Given records
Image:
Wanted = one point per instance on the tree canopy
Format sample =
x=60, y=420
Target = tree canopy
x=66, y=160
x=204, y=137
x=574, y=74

Your objective
Using the material above, print every entry exactly as written.

Solution for this problem
Image:
Wanted = one point per instance on the tree canopy
Format sample =
x=60, y=420
Target = tree canopy
x=66, y=160
x=204, y=137
x=574, y=74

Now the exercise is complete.